>> Start Dataset rows

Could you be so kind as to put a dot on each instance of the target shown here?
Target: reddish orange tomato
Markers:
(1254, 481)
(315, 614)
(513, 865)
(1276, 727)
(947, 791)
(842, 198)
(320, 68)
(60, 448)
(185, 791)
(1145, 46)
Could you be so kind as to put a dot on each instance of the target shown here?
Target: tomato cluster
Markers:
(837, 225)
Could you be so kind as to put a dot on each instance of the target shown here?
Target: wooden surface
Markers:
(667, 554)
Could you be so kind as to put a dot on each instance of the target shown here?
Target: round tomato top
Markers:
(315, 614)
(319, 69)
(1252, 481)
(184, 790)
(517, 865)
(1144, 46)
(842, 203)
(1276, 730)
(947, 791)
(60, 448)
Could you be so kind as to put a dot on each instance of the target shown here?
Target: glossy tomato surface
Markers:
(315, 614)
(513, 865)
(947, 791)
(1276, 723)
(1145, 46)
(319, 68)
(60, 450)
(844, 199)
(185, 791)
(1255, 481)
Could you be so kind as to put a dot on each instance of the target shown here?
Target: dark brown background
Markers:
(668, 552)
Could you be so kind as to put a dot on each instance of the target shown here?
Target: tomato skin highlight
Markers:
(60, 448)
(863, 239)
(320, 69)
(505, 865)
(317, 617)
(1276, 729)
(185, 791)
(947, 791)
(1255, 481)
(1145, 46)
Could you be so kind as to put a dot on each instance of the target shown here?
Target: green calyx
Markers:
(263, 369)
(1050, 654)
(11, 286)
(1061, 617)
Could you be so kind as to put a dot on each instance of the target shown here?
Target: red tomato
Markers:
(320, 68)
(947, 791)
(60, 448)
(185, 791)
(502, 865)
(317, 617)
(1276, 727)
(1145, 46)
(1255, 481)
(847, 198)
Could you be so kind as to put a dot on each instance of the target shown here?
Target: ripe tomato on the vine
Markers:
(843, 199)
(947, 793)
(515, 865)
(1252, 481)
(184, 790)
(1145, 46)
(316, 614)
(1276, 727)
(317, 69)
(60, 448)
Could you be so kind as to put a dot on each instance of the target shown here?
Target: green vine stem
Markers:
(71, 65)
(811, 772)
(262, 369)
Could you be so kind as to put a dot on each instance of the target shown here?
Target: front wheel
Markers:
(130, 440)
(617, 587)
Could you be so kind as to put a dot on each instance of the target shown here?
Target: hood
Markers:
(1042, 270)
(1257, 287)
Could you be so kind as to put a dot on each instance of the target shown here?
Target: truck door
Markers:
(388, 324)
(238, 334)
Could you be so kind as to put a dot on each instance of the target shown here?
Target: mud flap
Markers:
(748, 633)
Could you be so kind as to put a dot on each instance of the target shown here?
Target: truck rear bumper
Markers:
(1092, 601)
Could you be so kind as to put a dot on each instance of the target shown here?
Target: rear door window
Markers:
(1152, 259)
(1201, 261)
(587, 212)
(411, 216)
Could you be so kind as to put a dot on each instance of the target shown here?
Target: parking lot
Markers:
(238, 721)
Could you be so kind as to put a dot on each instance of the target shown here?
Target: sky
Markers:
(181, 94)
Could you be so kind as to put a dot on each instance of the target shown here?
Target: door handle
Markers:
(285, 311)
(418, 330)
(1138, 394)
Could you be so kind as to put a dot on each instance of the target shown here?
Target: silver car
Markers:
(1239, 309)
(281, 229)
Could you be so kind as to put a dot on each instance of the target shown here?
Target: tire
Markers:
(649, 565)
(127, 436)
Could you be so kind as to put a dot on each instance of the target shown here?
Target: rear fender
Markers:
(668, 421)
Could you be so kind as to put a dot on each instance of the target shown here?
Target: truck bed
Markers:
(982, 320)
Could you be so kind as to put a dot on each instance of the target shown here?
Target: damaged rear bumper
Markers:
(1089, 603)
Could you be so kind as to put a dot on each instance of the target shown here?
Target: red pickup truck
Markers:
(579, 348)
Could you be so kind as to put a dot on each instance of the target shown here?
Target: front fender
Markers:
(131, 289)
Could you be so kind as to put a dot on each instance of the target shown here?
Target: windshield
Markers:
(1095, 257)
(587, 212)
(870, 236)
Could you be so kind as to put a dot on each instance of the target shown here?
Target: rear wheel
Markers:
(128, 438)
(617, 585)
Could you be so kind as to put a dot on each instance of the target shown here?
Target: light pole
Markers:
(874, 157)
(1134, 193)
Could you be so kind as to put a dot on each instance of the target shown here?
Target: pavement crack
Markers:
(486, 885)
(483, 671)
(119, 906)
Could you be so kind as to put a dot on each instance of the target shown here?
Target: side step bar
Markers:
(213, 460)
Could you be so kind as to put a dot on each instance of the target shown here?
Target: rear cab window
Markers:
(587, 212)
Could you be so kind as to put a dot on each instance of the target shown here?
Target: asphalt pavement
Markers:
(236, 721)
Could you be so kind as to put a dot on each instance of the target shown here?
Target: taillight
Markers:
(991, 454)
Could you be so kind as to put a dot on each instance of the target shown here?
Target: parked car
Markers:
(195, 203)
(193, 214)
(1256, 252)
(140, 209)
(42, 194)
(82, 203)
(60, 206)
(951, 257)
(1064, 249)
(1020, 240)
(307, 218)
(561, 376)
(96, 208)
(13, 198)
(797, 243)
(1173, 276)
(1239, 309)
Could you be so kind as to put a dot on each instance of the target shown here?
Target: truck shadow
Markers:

>> End Dataset rows

Please quote the records above exactly, without skipping a line.

Could you be so kind as to put a dot on each instance of the target shown here?
Target: reddish orange tomato
Markers:
(1254, 481)
(315, 614)
(513, 865)
(1276, 727)
(947, 791)
(842, 198)
(320, 68)
(60, 448)
(185, 791)
(1145, 46)
Could you be so kind as to put a dot on each instance of the target shown here?
Target: tomato cluster
Markers:
(837, 225)
Could you be so kind as to put a dot on each instance of the target shown here?
Target: wooden surface
Markers:
(667, 554)
Could you be so kind as to put a dot on each instance of the target shown here?
Target: round tomato top
Markers:
(315, 614)
(319, 69)
(1252, 481)
(184, 790)
(517, 865)
(1144, 46)
(842, 203)
(1276, 730)
(947, 791)
(60, 448)
Could you be so kind as to put a dot on each instance of the target shown here?
Target: glossy tomato surface
Markers:
(315, 614)
(513, 865)
(947, 791)
(1276, 723)
(1145, 46)
(319, 68)
(60, 450)
(844, 199)
(185, 791)
(1255, 481)
Could you be so kind as to put a dot on each instance of the target shown here?
Target: dark brown background
Markers:
(668, 552)
Could you be so kind as to put a dot on each instance of the target shown here?
Target: tomato skin highlight
Markers:
(60, 448)
(863, 239)
(320, 69)
(505, 865)
(317, 617)
(1276, 729)
(185, 791)
(947, 791)
(1255, 481)
(1145, 46)
Could you be so kind as to put a dot on each instance of the target shown here?
Target: green calyx
Markers:
(263, 369)
(1050, 654)
(11, 286)
(1061, 617)
Could you be so kind as to put a dot on each instance of the target shown here?
Target: red tomato
Markers:
(320, 68)
(947, 791)
(60, 448)
(185, 791)
(502, 865)
(317, 617)
(1276, 727)
(1145, 46)
(1255, 481)
(847, 198)
Could you be so kind as to put a dot on each instance of the target shown here?
Target: ripe tomato on the vine
Markers:
(843, 199)
(947, 793)
(515, 865)
(1252, 481)
(184, 790)
(1145, 46)
(316, 614)
(1276, 727)
(317, 69)
(60, 448)
Could you be so kind as to put a dot on each instance of the target shown here?
Target: green vine stem
Markers:
(71, 65)
(811, 772)
(262, 369)
Could you be so kind as to put a dot on each instance of the target shown here?
Target: front wheel
Markers:
(130, 440)
(617, 587)
Could you be so kind as to put a dot on each instance of the target shown here?
Target: hood
Markers:
(1042, 270)
(1257, 287)
Could you be so kind as to put a dot on each instance of the target shown here?
Target: truck door
Markers:
(388, 324)
(238, 334)
Could you be so kind as to put a dot on each instance of the target shown here?
Target: mud flap
Markers:
(748, 633)
Could you be so kind as to put a dot on each instance of the target shown here?
Target: truck rear bumper
Markers:
(1092, 601)
Could you be so kind as to put a dot on each instance of the target shown here?
Target: rear door window
Markers:
(1152, 259)
(1201, 261)
(587, 212)
(411, 216)
Could you be so kind as to put a dot on each instance of the target shown here?
Target: parking lot
Markers:
(238, 721)
Could you be so kind as to put a dot on each instance of the target shown here?
Target: sky
Markers:
(181, 94)
Could you be so kind as to put a dot on each instance of the target shown here?
Target: door handle
Markers:
(285, 311)
(418, 330)
(1138, 394)
Could you be so kind as to put a dot on each instance of the target shown here?
Target: silver car
Markers:
(1239, 309)
(281, 229)
Could you be so kind as to put a dot on each instance of the target shown here?
Target: tire
Markers:
(649, 565)
(127, 436)
Could you be so kind as to put a dot on each instance of the target shown here?
Target: rear fender
Markers:
(668, 421)
Could you be so kind as to put a dot on each instance of the target shown here?
Target: truck bed
Markers:
(982, 320)
Could you be so kind as to put a dot on each instance of the target shown here?
Target: damaged rear bumper
Markers:
(1089, 603)
Could you be so kind as to put a dot on each instance of the target shown here?
Target: red pickup truck
Markers:
(579, 348)
Could you be so kind as to put a dot on each instance of the target shown here?
Target: front fender
Markers:
(131, 289)
Could you be so kind as to put a dot on each instance of the target shown here?
Target: windshield
Markers:
(1095, 257)
(587, 212)
(870, 236)
Could you be so kind as to put a dot on each instance of the target shown here?
Target: rear wheel
Markers:
(128, 438)
(617, 585)
Could you be so kind as to put a dot on each instance of the target shown here?
Target: light pole
Markers:
(874, 157)
(1134, 193)
Could you be so kind as to put a dot on each instance of the target shown here?
Target: pavement crack
Markers:
(486, 885)
(483, 671)
(119, 906)
Could you be so kind as to put a dot on each instance of the target shown here?
Target: side step bar
Markers:
(213, 460)
Could you be so kind as to put a dot on each instance of the target shown here?
Target: rear cab window
Markers:
(587, 212)
Could you be so kind as to put a dot on each instance of the target shown here?
Target: asphalt pavement
Markers:
(236, 721)
Could you be so kind as to put a dot on each instance of the target shown here?
Target: taillight
Markers:
(991, 454)
Could you be so kind as to put a dot on each instance of the target shown here?
Target: parked car
Markers:
(195, 203)
(193, 214)
(1256, 252)
(140, 209)
(42, 194)
(82, 203)
(60, 206)
(951, 257)
(1064, 249)
(1020, 240)
(307, 218)
(561, 376)
(96, 208)
(13, 198)
(797, 243)
(1173, 276)
(1239, 309)
Could you be so kind as to put a dot on each instance of the target shown here?
Target: truck shadow
Markers:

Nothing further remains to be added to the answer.